▸ **AUFGABENLISTE**:
a. Wiederholen Sie aus dem Quellenauszug wortgetreu den Abschnitt von „Fall Nr. 2.“ bis einschließlich „nicht nachvollziehen konnte.“.
b. Stimmen die folgenden Aussagen mit dem Quellenauszug überein? Antworten Sie jeweils mit Ja oder Nein und zitieren Sie die ausschlaggebenden Worte wörtlich: (i) Die erzählende Person wollte in Berlin die zentrale Runde der Schachbundesliga erleben. (ii) Der Mann im Turniersaal forderte, die Trainingsfrequenz des jungen Spielers zu verringern. (iii) Nach der Namensrecherche konnte die erzählende Person die schachliche Qualität des Artikelautors gut einschätzen.

▸ **QUELLENAUSZUG**:
┌──
Wissen Sie, was mir seit einiger Zeit fürchterlich auf den Keks geht? Ich sag es Ihnen: Diese Selbstgefälligkeit selbsternannter Schachexperten und Hobbyjournalisten!
Neulich war ich ja in Berlin. Ich wollte mir auf gar keinen Fall die zentrale Runde der Schachbundesliga entgehen lassen. Daneben hatte ich vor Ort auch die eine oder andere Aufgabe; aber darüber reden wir vielleicht später noch einmal.
Jedenfalls schlendere ich vor Rundenbeginn in den Turniersaal und bekomme mit, wie eine mir völlig unbekannte Person wild gestikulierend mit einem profunden Schachmanager diskutiert. Ich gebe ja zu, dass es unhöflich ist, fremde Gespräche zu belauschen, doch ich schwöre, dass diese engagierte Aussprache kaum zu überhören war.
Worum ging’s?
Der Mann beschwerte sich darüber, dass ein noch blutjunger deutscher Schachspieler, der in letzter Zeit mit großartigen Turnierleistungen von sich Reden gemacht hatte, plötzlich so schlecht spiele. Er habe mit Hilfe einer leistungsstarken Computer-Engine ermittelt, dass der junge Mann viele Fehler mache. Daher sei es an der Zeit, den Coach auszuwechseln und die Trainingsfrequenz zu erhöhen, um den jugendlichen Spieler wieder auf den Pfad der Tugend zurück zu holen.
Fall Nr. 2. Ich lese vor einiger Zeit im Internet einen Artikel, in dem über die Turnierergebnisse einer bekannten deutschen Schachmeisterin lamentiert wird. Naja, eigentlich ist das die falsche Diktion. Eigentlich schwang sich der Autor, dessen schachliche Qualität für mich auch nach einer intensiven Namensrecherche kaum einschätzbar war, zum Richter auf und erläuterte in epischer Breite seine harsche Kritik über ein vermeintliches Versagen dieser Spielerin. Ich kann hier nur mutmaßen, dass diese Erkenntnis ebenfalls einer maschinenunterstützten Analyse entstammte. Jedenfalls strahlte dieser Artikel eine aggressive Hybris aus, die ich nicht nachvollziehen konnte.
Wenn ich so etwas höre oder lese, kann ich gar nicht so viel essen wie ich kotzen möchte.
- Glauben diese Kritiker, die vielleicht gerade etwas mehr als Grundkenntnisse haben, wirklich, dass sie der Besitz einer hochklassigen Schachmaschine dazu befähigt, sich ein Urteil über die Qualitäten eines Schachspielers oder einer Schachspielerin bilden zu können? Ich habe jedenfalls selbst bei vielleicht enttäuschenden Partie- oder Turnierergebnissen einen ungebrochenen Respekt vor unseren Spitzenspielern, weil ich weiß, wie komplex Schach ist und auf welch hohem Niveau man sich bewegen muss, um bis zur Weltspitze zu gelangen und sich dort dann auch zu halten.
└──
▸ **DATENEINTRÄGE**:
┌──
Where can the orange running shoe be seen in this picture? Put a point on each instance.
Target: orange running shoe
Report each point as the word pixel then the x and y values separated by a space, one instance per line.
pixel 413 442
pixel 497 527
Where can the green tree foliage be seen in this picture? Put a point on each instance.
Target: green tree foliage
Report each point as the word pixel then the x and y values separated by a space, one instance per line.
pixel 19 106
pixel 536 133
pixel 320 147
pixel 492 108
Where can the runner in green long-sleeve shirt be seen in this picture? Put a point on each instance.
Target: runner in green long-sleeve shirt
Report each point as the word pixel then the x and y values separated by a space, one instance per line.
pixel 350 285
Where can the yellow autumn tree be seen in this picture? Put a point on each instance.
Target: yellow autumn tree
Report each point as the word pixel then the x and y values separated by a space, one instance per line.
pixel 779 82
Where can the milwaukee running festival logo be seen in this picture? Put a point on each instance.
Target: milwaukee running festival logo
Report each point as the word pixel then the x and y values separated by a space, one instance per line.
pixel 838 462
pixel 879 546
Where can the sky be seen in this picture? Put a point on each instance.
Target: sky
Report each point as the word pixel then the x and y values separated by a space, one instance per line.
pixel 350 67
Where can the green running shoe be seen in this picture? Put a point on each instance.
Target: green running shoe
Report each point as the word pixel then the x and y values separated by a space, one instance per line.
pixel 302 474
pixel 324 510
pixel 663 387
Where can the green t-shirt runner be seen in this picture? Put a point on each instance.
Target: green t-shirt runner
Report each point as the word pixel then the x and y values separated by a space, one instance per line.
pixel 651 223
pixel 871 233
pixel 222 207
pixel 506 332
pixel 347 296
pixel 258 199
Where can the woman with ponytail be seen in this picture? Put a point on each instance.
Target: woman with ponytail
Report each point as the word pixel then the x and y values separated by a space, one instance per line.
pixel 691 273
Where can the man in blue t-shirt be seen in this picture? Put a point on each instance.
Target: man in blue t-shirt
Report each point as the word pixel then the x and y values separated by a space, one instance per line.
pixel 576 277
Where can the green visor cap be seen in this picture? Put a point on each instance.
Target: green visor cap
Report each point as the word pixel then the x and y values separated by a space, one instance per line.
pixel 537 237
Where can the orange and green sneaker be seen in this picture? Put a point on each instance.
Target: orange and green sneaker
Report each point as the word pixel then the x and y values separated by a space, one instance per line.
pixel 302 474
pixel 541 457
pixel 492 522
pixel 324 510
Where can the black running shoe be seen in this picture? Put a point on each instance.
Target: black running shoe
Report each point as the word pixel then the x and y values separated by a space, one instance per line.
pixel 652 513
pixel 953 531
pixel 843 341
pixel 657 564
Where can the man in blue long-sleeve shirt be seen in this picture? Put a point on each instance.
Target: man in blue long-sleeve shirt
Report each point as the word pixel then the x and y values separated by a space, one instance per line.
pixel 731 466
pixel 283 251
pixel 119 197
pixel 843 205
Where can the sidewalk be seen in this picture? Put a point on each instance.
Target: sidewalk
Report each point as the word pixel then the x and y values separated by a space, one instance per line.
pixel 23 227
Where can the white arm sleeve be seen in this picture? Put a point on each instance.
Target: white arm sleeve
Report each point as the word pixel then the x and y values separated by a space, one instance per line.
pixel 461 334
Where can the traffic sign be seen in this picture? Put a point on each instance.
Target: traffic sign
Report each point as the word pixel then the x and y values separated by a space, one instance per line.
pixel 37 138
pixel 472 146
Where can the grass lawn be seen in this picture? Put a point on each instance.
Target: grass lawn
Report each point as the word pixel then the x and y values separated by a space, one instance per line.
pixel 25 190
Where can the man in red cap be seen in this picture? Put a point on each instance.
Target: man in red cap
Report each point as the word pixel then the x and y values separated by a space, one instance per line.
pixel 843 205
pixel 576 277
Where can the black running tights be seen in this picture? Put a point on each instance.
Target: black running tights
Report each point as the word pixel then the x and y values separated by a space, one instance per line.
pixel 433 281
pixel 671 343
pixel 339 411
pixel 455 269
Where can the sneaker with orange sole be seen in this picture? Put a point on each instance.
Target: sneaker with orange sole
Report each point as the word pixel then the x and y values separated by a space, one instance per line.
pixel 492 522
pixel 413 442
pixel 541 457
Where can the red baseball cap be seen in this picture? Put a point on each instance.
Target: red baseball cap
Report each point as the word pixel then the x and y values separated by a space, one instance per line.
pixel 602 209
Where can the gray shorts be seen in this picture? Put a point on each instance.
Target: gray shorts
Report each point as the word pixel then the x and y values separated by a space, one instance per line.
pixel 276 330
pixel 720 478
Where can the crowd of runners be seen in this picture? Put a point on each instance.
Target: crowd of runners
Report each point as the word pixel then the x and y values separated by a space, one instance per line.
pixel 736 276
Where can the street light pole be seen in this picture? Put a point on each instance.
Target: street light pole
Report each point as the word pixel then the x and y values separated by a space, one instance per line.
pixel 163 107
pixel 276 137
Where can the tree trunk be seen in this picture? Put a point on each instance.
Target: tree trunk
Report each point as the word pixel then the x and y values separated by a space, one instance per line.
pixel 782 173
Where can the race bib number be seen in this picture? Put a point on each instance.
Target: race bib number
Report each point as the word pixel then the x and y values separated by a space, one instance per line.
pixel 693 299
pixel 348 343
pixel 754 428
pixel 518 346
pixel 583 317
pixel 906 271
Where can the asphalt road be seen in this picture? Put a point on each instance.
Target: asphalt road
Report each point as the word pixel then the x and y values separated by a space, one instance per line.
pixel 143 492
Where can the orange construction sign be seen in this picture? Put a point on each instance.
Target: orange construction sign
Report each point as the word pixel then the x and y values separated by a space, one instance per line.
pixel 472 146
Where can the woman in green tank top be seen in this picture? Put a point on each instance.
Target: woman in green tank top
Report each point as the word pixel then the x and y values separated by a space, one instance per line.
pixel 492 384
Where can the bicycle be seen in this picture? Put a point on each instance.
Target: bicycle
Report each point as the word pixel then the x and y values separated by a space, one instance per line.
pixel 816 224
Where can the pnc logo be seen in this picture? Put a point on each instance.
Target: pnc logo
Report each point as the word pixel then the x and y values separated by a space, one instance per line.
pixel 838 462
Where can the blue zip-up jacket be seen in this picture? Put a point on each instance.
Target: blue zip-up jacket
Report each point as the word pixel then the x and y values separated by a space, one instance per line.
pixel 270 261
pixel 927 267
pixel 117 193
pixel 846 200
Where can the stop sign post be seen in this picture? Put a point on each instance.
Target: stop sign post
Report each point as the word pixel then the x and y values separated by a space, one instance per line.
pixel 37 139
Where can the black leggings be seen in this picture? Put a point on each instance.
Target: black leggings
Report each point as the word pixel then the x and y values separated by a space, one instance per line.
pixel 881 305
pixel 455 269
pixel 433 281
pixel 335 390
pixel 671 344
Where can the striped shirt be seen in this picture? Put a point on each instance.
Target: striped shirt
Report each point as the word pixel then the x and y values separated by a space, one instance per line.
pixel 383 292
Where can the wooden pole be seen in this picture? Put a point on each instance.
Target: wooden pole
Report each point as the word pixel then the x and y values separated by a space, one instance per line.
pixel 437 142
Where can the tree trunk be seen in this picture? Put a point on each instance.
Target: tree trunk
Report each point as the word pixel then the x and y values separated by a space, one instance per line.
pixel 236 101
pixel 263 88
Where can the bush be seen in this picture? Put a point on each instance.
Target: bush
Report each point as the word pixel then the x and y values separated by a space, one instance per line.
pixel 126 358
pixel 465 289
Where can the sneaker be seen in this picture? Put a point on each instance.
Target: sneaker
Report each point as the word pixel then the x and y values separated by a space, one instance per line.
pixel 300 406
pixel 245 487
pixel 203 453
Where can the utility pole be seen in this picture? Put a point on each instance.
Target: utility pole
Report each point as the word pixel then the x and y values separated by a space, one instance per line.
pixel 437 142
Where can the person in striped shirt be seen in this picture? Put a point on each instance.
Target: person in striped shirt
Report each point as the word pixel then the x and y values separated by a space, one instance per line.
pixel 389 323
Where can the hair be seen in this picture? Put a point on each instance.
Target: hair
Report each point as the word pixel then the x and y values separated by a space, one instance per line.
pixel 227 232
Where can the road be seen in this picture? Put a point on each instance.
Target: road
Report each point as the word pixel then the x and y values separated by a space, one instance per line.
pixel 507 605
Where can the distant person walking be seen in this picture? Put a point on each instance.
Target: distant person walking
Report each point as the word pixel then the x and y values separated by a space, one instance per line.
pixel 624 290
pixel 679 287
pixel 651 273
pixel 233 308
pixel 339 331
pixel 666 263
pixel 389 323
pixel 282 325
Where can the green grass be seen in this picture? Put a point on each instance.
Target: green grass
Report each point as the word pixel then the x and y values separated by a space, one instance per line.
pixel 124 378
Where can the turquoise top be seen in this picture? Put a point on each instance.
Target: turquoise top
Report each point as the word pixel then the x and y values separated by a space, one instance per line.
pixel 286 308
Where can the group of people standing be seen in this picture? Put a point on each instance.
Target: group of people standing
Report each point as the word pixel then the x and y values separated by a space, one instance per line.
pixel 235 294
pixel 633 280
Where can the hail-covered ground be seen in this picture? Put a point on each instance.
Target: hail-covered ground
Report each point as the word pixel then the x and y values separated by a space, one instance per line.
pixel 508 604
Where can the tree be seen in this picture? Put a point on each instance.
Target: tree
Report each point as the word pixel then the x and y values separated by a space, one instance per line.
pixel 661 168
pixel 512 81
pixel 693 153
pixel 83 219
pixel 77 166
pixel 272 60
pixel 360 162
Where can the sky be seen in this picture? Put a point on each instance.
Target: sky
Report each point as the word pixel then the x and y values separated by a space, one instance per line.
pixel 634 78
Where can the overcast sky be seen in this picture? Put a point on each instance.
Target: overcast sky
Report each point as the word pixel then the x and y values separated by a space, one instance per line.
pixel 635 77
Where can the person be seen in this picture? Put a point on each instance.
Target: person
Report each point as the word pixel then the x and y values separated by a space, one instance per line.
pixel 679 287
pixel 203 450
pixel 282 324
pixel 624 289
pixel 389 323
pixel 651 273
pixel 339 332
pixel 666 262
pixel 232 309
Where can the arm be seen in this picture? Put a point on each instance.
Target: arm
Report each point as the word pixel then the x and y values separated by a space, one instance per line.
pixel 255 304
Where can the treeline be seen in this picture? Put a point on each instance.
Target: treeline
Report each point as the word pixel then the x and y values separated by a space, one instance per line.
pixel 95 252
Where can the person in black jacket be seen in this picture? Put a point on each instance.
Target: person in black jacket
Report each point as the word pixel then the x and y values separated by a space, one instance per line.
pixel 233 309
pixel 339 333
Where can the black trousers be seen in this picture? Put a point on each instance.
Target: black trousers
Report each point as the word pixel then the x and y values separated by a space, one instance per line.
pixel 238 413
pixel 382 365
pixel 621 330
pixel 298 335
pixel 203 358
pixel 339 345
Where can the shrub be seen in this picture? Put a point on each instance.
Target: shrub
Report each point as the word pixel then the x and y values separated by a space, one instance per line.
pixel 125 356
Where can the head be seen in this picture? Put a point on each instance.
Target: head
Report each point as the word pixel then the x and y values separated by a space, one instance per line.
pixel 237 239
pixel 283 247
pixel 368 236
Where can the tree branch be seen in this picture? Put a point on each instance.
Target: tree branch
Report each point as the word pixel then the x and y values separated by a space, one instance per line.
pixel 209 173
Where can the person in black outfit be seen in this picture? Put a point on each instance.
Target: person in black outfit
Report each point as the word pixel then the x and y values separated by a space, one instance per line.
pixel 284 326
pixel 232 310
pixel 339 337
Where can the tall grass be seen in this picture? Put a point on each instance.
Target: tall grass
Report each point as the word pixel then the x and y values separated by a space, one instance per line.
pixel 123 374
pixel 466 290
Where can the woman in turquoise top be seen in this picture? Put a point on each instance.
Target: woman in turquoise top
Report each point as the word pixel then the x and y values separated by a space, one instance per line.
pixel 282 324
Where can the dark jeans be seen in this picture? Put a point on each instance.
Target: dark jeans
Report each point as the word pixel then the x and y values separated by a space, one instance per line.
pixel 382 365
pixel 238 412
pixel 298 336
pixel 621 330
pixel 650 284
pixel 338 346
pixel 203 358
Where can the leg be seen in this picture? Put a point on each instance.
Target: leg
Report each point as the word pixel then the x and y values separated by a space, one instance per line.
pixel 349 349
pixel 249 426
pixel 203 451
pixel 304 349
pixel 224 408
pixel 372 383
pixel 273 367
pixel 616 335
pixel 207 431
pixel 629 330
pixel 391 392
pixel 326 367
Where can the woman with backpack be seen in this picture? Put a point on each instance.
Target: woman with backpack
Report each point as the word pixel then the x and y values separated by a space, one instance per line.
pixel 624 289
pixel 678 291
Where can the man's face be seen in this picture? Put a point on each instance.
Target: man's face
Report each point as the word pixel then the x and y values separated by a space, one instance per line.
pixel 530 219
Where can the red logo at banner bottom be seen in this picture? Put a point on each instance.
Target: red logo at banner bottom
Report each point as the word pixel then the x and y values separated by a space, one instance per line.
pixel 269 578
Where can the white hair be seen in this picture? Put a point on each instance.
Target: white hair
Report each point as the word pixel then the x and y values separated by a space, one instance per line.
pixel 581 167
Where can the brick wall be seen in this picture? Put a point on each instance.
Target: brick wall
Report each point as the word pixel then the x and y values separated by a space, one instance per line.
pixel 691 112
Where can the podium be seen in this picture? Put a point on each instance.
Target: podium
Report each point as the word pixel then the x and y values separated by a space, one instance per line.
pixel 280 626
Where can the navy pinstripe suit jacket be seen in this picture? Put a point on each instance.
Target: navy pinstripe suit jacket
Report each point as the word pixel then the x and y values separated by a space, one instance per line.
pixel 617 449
└──
▸ **ERGEBNISSE**:
a.
Fall Nr. 2. Ich lese vor einiger Zeit im Internet einen Artikel, in dem über die Turnierergebnisse einer bekannten deutschen Schachmeisterin lamentiert wird. Naja, eigentlich ist das die falsche Diktion. Eigentlich schwang sich der Autor, dessen schachliche Qualität für mich auch nach einer intensiven Namensrecherche kaum einschätzbar war, zum Richter auf und erläuterte in epischer Breite seine harsche Kritik über ein vermeintliches Versagen dieser Spielerin. Ich kann hier nur mutmaßen, dass diese Erkenntnis ebenfalls einer maschinenunterstützten Analyse entstammte. Jedenfalls strahlte dieser Artikel eine aggressive Hybris aus, die ich nicht nachvollziehen konnte.

b.
(i) Ja: „Ich wollte mir auf gar keinen Fall die zentrale Runde der Schachbundesliga entgehen lassen.“
(ii) Nein: „Daher sei es an der Zeit, den Coach auszuwechseln und die Trainingsfrequenz zu erhöhen“
(iii) Nein: „dessen schachliche Qualität für mich auch nach einer intensiven Namensrecherche kaum einschätzbar war“